Records for this exercise below:

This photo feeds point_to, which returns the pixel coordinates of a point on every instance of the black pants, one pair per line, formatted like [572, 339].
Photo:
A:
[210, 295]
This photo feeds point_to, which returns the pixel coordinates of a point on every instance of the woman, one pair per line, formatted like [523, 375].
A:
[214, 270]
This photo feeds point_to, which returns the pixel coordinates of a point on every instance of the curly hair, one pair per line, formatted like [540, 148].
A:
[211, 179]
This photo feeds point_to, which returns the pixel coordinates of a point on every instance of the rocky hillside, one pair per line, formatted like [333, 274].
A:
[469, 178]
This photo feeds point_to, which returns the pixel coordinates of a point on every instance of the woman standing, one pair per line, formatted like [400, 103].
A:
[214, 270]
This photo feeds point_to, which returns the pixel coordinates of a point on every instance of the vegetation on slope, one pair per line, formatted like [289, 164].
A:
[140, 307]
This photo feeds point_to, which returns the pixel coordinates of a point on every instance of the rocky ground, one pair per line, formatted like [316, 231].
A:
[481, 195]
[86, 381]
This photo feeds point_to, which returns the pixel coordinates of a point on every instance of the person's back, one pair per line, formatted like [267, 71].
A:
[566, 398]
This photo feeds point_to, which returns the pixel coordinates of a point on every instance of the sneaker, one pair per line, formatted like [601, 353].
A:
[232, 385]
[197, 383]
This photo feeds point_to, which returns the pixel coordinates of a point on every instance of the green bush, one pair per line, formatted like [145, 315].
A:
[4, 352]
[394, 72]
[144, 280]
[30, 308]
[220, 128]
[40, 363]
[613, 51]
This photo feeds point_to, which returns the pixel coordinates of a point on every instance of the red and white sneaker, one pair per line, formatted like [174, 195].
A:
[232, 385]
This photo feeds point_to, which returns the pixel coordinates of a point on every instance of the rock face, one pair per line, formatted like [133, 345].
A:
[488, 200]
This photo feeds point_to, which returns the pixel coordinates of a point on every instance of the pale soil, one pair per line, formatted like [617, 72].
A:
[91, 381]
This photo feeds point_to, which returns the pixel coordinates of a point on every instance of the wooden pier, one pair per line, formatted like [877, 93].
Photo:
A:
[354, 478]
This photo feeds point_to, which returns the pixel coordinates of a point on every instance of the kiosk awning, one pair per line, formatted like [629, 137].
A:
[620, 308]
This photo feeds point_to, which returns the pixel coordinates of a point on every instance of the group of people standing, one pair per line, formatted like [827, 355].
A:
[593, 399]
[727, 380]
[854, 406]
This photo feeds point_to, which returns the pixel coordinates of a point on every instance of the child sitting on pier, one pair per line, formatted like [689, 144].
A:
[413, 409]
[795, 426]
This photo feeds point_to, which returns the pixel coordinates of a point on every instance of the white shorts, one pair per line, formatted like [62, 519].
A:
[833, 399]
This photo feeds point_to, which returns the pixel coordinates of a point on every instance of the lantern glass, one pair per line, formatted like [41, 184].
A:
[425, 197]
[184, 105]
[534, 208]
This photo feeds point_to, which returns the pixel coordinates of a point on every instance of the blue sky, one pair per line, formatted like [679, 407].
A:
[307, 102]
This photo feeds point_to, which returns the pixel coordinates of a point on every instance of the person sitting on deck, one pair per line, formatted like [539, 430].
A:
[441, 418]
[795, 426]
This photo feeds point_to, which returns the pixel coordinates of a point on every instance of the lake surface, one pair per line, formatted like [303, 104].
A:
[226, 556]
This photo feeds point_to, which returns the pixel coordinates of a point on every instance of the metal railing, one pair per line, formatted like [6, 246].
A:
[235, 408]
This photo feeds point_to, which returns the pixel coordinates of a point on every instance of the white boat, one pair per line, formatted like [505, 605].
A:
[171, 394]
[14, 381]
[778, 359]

End of Records for this exercise.

• Exercise requirements: An exact repetition of the data above is all that is needed.

• Task result:
This photo feeds point_to, which returns the pixel coordinates of a point on every instance of the black pants, one pair per line, formatted like [572, 339].
Photo:
A:
[210, 295]
This photo feeds point_to, which returns the pixel coordinates of a point on every instance of the woman, one pair per line, formatted like [523, 375].
A:
[214, 270]
This photo feeds point_to, which returns the pixel coordinates of a point on every instance of the curly hair, one pair per line, formatted like [540, 148].
A:
[211, 179]
This photo feeds point_to, which returns the pixel coordinates of a point on every instance of the rocky hillside, one pair per line, formatted like [333, 274].
A:
[469, 178]
This photo feeds point_to, which returns the pixel coordinates of a point on every instance of the woman standing, one pair per line, formatted like [400, 103].
A:
[214, 270]
This photo feeds point_to, which returns the pixel coordinates of a point on every instance of the vegetation on slope, one pair per line, formatted like [289, 164].
A:
[140, 307]
This photo feeds point_to, which returns the pixel coordinates of a point on every instance of the rocky ground, one pair per line, formatted like [316, 231].
A:
[481, 195]
[86, 381]
This photo feeds point_to, which returns the pixel coordinates of a point on every instance of the person's back, one pair per line, formatted like [267, 71].
A:
[566, 398]
This photo feeds point_to, which returns the pixel coordinates of a point on every instance of the sneaker, one pair per line, formatted like [601, 353].
A:
[232, 385]
[197, 383]
This photo feeds point_to, which returns the pixel coordinates of a point on every instance of the green bush, one pair per line, formatted like [145, 315].
A:
[4, 352]
[394, 72]
[144, 280]
[30, 308]
[220, 128]
[40, 363]
[613, 51]
This photo feeds point_to, which returns the pixel coordinates of a point on every instance of the red and white sneaker, one pair per line, formatted like [174, 195].
A:
[232, 385]
This photo feeds point_to, which returns the pixel coordinates of a point on every instance of the rock face, one pair per line, formatted like [133, 345].
A:
[488, 200]
This photo feeds point_to, which returns the pixel coordinates of a point on every instance of the pale soil, one pair per line, formatted like [617, 72].
A:
[91, 381]
This photo feeds point_to, which returns the pixel coordinates of a point on every instance of the wooden pier, one pair per line, formatted like [877, 93].
Photo:
A:
[354, 478]
This photo feeds point_to, which returns the pixel coordinates of a point on every instance of the kiosk awning, one pair per line, formatted like [629, 137].
A:
[620, 308]
This photo feeds point_to, which returns the pixel coordinates of a point on every instance of the group of people standing, one pair per line, formatted like [827, 355].
A:
[593, 399]
[727, 380]
[854, 406]
This photo feeds point_to, which returns the pixel coordinates of a point on every instance of the child sitting on pier, one pair per line, formatted like [689, 144].
A:
[413, 409]
[795, 426]
This photo feeds point_to, which returns the pixel coordinates of a point on every instance of the white shorts, one pair per line, formatted like [62, 519].
A:
[833, 399]
This photo feeds point_to, which returns the pixel coordinates of a point on every instance of the lantern glass, one pair per line, formatted like [41, 184].
A:
[425, 197]
[184, 105]
[534, 208]
This photo feeds point_to, which returns the pixel coordinates of a point on every instance of the blue sky, one pair per line, formatted like [679, 407].
A:
[307, 102]
This photo feeds point_to, which returns the pixel coordinates of a point on every instance of the person sitting on deck, one pair per line, formatted like [539, 430].
A:
[441, 418]
[795, 426]
This photo feeds point_to, which returns the pixel coordinates of a point on every instance of the lake surface, one pair per line, formatted like [303, 104].
A:
[226, 556]
This photo feeds point_to, which returns the pixel coordinates of a point on every instance of the metal railing, one pair per line, formatted like [6, 246].
A:
[235, 408]
This photo feeds point_to, which returns the pixel coordinates of a point on every instance of the white boat, one pair per line, formatted like [505, 605].
A:
[171, 394]
[14, 381]
[778, 359]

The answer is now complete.